> **Consegna A**
Secondo la recensione, chi ha curato la traduzione dello spettacolo?

> **Pagina**
* * * * * * *

La recensione

WHEN THE RAIN STOPS FALLING E IL TEMPO DELLA MEMORIA

Di Andrew Bovell

TRADUZIONE: Margherita Mauro

CON: Caterina Carpio, Marco Cavalcoli, Lorenzo Frediani, Tania Garribba, Fortunato Leccese, Anna Mallamaci, Emiliano Masala, Camilla Semino Favro, Francesco Villano

REGIA: Lisa Ferlazzo Natoli

PROGETTO: Lacasadargilla e Alessandro Ferroni

PRODUZIONE: Emilia Romagna Teatro – Teatro di Roma; in coproduzione con Fondazione Teatro Due; con il sostegno di Australian Embassy-Rome e Quantas

 

E’ la pioggia incessante a segnare simbolicamente, nel rumore scrosciante e nei diretti riferimenti in dialogo, quell’inesorabilità del tempo, lo scorrere della vita oltre tutto e tutti, che è il fondamento tematico su cui si erge l’architettura drammaturgica di “When the rain stops falling”, interessante lavoro dell’autore australiano Andrew Bovell, presentato a Teatro Due (la Fondazione ne è coproduttrice), egregiamente diretto da Lisa Ferlazzo Natoli e interpretato da un’affiatata e convincente compagine di bravi attori.

* * * * * * *

> **Consegna B**
Trascrivi in un elenco numerato, tralasciando le righe vuote, le righe dei record che vanno dall'inizio dei record fino alla riga che contiene "445), (879, 430)]", entrambe incluse.

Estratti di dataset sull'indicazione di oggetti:

* * * * * * *

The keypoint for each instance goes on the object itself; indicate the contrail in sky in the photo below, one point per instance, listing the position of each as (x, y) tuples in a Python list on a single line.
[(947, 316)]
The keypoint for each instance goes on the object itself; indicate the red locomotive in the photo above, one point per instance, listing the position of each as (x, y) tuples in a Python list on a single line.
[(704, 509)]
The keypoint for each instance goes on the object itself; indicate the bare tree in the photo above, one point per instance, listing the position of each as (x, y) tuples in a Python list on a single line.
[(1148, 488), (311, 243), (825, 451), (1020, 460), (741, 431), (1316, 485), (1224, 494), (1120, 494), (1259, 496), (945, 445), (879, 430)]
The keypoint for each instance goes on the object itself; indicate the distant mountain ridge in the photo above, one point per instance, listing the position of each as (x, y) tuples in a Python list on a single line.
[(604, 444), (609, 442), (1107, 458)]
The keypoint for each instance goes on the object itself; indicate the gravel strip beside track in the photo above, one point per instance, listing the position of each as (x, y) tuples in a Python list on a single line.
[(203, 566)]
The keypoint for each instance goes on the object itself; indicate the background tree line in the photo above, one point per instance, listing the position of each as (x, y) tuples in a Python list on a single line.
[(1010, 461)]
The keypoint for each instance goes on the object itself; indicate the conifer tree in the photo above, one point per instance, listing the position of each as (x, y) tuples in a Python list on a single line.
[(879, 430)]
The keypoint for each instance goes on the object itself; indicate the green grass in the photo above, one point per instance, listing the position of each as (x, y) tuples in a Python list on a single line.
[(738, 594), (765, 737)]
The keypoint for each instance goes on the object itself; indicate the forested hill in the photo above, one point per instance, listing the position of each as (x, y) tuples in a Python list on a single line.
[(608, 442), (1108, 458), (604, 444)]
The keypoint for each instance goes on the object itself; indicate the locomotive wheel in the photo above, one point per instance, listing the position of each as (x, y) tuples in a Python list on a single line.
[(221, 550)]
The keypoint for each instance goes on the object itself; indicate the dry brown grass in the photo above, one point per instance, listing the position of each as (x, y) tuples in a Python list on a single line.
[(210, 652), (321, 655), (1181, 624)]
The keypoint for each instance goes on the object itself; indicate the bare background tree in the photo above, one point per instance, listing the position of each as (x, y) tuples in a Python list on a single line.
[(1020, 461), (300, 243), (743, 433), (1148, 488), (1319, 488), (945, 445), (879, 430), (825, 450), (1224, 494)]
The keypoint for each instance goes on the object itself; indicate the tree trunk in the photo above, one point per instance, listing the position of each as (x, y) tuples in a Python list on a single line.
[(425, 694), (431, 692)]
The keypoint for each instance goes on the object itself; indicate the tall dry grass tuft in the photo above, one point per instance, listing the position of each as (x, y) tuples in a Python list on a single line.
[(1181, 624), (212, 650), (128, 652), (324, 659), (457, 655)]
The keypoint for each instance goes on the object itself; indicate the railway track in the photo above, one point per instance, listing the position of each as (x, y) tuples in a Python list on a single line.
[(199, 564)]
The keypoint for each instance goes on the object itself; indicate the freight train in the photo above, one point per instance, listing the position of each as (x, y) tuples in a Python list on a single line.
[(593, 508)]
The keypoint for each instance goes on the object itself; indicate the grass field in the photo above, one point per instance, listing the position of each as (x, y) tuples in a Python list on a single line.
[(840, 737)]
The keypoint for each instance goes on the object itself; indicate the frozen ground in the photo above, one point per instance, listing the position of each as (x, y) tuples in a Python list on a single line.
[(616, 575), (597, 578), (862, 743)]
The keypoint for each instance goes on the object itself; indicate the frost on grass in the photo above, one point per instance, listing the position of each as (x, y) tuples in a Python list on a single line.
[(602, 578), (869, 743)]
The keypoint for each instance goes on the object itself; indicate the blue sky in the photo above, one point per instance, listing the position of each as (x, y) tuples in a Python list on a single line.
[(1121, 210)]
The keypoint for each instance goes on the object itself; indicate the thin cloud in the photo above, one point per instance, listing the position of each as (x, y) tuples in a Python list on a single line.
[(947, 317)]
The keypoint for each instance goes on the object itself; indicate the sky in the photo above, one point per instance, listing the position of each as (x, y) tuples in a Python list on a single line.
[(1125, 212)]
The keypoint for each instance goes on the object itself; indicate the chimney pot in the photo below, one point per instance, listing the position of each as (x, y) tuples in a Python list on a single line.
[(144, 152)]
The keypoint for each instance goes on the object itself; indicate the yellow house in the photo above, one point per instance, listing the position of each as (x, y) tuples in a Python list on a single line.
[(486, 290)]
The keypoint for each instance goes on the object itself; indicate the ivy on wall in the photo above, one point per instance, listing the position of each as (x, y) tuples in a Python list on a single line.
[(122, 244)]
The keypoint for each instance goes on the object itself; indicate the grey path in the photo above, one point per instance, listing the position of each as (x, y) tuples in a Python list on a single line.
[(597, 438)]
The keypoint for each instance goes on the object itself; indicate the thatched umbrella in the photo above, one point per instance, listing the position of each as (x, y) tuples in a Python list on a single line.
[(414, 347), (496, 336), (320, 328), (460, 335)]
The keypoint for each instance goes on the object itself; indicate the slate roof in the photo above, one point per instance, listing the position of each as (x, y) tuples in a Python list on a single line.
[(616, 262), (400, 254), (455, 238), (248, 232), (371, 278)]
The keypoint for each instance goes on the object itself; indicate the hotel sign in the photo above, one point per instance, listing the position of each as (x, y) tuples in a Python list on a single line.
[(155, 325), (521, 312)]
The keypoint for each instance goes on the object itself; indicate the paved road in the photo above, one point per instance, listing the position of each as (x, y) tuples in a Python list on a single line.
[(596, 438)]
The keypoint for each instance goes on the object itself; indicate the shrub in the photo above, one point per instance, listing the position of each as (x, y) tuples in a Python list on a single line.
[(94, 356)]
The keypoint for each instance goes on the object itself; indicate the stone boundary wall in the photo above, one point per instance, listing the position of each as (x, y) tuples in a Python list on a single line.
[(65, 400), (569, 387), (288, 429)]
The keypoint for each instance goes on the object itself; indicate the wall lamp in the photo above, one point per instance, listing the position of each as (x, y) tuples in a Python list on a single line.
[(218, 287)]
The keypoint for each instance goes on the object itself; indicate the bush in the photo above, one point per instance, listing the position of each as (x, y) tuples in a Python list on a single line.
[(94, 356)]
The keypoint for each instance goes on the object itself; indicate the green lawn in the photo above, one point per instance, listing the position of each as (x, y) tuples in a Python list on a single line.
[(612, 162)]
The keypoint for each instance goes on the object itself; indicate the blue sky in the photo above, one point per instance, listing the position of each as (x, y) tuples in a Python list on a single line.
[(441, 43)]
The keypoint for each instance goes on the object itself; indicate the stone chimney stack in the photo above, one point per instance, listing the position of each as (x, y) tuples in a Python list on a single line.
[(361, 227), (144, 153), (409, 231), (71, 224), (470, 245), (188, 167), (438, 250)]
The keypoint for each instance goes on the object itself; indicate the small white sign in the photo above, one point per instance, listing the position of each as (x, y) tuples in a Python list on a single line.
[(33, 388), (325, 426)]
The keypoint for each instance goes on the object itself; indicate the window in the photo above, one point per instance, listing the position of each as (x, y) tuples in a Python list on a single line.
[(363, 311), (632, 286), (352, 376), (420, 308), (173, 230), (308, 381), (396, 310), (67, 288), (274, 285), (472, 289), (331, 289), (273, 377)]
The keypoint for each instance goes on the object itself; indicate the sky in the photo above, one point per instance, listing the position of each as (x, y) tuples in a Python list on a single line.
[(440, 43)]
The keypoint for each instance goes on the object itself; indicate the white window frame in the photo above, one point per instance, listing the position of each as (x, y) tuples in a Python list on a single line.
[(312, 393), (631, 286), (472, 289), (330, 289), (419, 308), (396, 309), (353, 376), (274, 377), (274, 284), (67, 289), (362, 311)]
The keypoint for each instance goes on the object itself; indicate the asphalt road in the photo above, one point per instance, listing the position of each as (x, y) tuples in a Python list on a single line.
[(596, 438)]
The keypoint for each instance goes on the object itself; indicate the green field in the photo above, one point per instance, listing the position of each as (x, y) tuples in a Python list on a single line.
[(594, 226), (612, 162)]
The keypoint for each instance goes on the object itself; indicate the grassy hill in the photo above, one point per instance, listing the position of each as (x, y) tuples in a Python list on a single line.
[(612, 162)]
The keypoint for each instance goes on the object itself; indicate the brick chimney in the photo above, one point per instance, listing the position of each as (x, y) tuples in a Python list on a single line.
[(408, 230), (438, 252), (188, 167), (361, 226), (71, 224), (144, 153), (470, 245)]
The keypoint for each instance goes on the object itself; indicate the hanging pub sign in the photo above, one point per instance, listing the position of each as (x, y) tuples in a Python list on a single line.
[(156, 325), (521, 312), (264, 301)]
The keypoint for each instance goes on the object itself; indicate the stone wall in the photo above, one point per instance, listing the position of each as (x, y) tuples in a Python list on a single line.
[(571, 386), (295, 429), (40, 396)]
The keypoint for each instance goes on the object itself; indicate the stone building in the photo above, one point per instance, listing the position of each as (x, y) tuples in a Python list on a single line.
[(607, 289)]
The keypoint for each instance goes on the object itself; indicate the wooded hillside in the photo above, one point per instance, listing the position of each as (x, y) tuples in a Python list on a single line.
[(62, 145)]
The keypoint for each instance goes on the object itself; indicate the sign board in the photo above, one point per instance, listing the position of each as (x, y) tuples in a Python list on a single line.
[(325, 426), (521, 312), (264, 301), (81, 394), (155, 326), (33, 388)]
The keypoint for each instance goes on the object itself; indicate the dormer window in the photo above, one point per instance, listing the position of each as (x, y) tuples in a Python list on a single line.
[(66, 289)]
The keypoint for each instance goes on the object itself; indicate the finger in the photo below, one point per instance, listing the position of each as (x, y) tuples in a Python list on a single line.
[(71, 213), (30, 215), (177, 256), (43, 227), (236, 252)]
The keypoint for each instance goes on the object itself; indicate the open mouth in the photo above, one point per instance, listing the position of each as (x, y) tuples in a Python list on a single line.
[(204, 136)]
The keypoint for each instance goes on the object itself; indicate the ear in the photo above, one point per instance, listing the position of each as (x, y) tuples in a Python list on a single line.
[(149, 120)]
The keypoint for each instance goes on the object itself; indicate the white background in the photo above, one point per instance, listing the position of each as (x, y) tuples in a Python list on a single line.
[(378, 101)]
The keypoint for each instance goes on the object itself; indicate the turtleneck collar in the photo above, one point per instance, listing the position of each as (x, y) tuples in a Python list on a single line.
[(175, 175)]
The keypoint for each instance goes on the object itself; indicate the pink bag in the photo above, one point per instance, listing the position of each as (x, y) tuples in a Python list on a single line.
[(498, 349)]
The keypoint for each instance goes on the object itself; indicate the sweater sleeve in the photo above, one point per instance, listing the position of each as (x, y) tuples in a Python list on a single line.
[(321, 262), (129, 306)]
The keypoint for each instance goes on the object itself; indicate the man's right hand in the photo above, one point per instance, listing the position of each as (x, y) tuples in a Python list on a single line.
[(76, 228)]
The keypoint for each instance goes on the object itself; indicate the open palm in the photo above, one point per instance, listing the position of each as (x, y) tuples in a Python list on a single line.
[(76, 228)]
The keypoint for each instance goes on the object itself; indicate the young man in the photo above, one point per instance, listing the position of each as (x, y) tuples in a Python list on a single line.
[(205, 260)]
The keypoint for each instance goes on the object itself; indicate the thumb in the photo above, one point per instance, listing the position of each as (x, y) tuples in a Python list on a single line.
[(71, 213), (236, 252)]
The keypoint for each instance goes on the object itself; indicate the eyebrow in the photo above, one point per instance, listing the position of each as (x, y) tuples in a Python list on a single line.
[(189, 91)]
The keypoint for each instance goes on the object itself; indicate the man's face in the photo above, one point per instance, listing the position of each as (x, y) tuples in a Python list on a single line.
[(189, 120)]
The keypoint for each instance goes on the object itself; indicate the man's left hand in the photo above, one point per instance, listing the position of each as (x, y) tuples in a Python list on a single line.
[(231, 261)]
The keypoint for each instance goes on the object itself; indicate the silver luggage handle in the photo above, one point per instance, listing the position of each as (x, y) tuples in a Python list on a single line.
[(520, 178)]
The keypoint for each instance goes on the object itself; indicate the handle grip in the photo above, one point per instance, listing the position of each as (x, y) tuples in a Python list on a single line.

* * * * * * *

> **Risposta scritta A**
Margherita Mauro.

> **Risposta scritta B**
1. The keypoint for each instance goes on the object itself; indicate the contrail in sky in the photo below, one point per instance, listing the position of each as (x, y) tuples in a Python list on a single line.
2. [(947, 316)]
3. The keypoint for each instance goes on the object itself; indicate the red locomotive in the photo above, one point per instance, listing the position of each as (x, y) tuples in a Python list on a single line.
4. [(704, 509)]
5. The keypoint for each instance goes on the object itself; indicate the bare tree in the photo above, one point per instance, listing the position of each as (x, y) tuples in a Python list on a single line.
6. [(1148, 488), (311, 243), (825, 451), (1020, 460), (741, 431), (1316, 485), (1224, 494), (1120, 494), (1259, 496), (945, 445), (879, 430)]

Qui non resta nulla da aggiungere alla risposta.